→ **Written problem 1**:
Per the resource classification document, what sensitivity tier and risk multiplier are assigned to a resource type missing from the classification table?
→ **Written problem 2**:
Print the resource classification document starting at "This implements a" and ending at "1.5x risk multiplier.".
→ **Written problem 3**:
Proceed with the resource classification configuration document from where it stops.

→ **Passage given**:
☆ ☆ ☆ ☆ ☆ ☆ ☆
Resource Classification Configuration
| Field | Value |
|---|---|
| Document ID | ASCEND-GOV-008 |
| Version | 1.0.0 |
| Last Updated | March 27, 2026 |
| Author | OW-KAI Engineering |
| Publisher | OW-KAI Technologies Inc. |
| Classification | Confidential |
| Compliance | SOC 2 CC6.1, NIST AC-3, PCI-DSS 7.1 |
Reading Time: 10 minutes | Skill Level: Advanced
Overview
Resource Classification Configuration allows administrators to define sensitivity tiers and risk score modifiers for each resource type in their organization. When an AI agent submits an action, ASCEND looks up the resource type against the admin-defined classification table to determine the correct sensitivity tier and risk multiplier.
This implements a defense-in-depth model: the platform trusts admin-defined classifications over agent-declared sensitivity. Agents cannot downgrade the sensitivity of a resource type that an administrator has classified as critical.
Key principles:
- Admin authority: Administrator-defined classifications always override agent-declared sensitivity levels.
- Fail-secure default: Any resource type not found in the classification table defaults to CRITICAL sensitivity with a 1.5x risk multiplier.
- Tenant isolation: Classifications are scoped per organization via Row Level Security (RLS). One tenant's classifications are invisible to another.
- Audit trail: Every create, update, and deactivation is logged as an immutable CONFIG_CHANGE event with before/after state.
How It Works
When an agent submits an action with a resource_type field, the classification resolution engine follows this flow:
The resolution follows three paths:
| Condition | Behavior | Risk Impact |
|---|---|---|
resource_type present and classification found | Admin-defined tier and modifier applied | Modifier from classification (0.1x to 3.0x) |
resource_type present but no classification found | Fail-secure: CRITICAL tier, 1.5x modifier | Elevated risk score until admin configures the type |
resource_type absent from action payload | No override applied; existing flow unchanged | Standard risk calculation without resource modifier |
Sensitivity Tiers
Each classification maps a resource type to one of four sensitivity tiers. The tier determines the data_sensitivity field injected into the risk pipeline and controls whether the contains_pii flag is set.
| Tier | Risk Posture | contains_pii | Typical Use |
|---|---|---|---|
| LOW | Minimal sensitivity; routine operations | false | Public documentation, non-sensitive logs, static assets |
| MEDIUM | Moderate sensitivity; standard business data | false | Internal APIs, application configuration, workflow state |
| HIGH | Elevated sensitivity; personal or financial data | true | Customer records, payment data, HR systems |
| CRITICAL | Maximum sensitivity; regulated or privileged data | true | Encryption keys, secrets managers, production databases, PII stores |
The risk_score_modifier field applies a multiplier (0.1x to 3.0x) to the weighted risk score calculated by the risk assessment engine. For example, a resource classified as CRITICAL with a 2.0x modifier will double the computed risk score for any action targeting that resource type.
☆ ☆ ☆ ☆ ☆ ☆ ☆
Segmentation labeling entries
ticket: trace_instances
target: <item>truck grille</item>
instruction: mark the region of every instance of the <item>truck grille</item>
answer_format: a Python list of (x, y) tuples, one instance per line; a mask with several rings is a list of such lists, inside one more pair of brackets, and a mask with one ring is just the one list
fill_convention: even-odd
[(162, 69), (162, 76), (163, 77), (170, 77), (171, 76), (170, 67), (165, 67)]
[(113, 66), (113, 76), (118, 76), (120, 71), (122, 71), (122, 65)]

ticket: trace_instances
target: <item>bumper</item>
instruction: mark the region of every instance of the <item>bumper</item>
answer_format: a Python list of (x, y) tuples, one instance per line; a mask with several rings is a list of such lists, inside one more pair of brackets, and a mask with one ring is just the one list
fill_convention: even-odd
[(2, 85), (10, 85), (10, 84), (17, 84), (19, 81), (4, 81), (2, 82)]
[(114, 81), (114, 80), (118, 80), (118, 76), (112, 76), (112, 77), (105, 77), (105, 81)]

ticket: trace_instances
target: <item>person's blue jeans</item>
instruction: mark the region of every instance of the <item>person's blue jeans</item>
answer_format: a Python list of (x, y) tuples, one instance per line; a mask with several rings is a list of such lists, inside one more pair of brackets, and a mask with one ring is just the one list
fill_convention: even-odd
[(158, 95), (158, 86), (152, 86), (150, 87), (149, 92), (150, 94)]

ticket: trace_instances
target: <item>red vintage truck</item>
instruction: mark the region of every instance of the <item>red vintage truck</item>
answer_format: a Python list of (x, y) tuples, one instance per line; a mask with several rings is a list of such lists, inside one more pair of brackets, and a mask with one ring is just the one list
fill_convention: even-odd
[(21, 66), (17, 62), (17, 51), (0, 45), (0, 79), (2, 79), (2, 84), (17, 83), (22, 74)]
☆ ☆ ☆ ☆ ☆ ☆ ☆
→ **Expected output 1**:
CRITICAL sensitivity with a 1.5x risk multiplier.

→ **Expected output 2**:
This implements a defense-in-depth model: the platform trusts admin-defined classifications over agent-declared sensitivity. Agents cannot downgrade the sensitivity of a resource type that an administrator has classified as critical.
Key principles:
- Admin authority: Administrator-defined classifications always override agent-declared sensitivity levels.
- Fail-secure default: Any resource type not found in the classification table defaults to CRITICAL sensitivity with a 1.5x risk multiplier.

→ **Expected output 3**:
Fail-Secure Default
When an agent references a resource type that has no active classification in the tenant's configuration, ASCEND applies fail-secure defaults:
| Parameter | Default Value | Rationale |
|---|---|---|
sensitivity_tier | critical | Unknown resources are treated as maximally sensitive |
risk_score_modifier | 1.5 | Elevated multiplier ensures human review for unclassified resources |
contains_pii | true | Conservative assumption until admin classifies the resource |
This design ensures that newly introduced resource types cannot bypass governance controls. The fail-secure behavior persists until an administrator explicitly creates a classification for the resource type.
Deactivating an existing classification also triggers fail-secure behavior. The deactivation confirmation in the UI warns administrators that actions using the deactivated resource type will default to CRITICAL sensitivity.
API Reference
All endpoints require admin role (admin, org_admin, or super_admin) and enforce tenant isolation via the organization_id derived from the authenticated session.
Base path: /api/v1/resource-classifications
List Classifications
GET /api/v1/resource-classifications
Query parameters:
| Parameter | Type | Default | Description |
|---|---|---|---|
sensitivity_tier | string | — | Filter by tier: low, medium, high, critical |
is_active | boolean | — | Filter by active status |
limit | integer | 100 | Maximum results (1-1000) |
offset | integer | 0 | Pagination offset |
Response:
{
"classifications": [
{
"id": 1,
"organization_id": 4,
"resource_type": "database",
"display_name": "Relational Database",
"description": "Production RDS instances",
"sensitivity_tier": "critical",
"risk_score_modifier": 2.0,
"is_active": true,
"created_at": "2026-03-27T14:30:00+00:00",
"updated_at": "2026-03-27T14:30:00+00:00",
"created_by": "admin@acme.com",
"updated_by": "admin@acme.com"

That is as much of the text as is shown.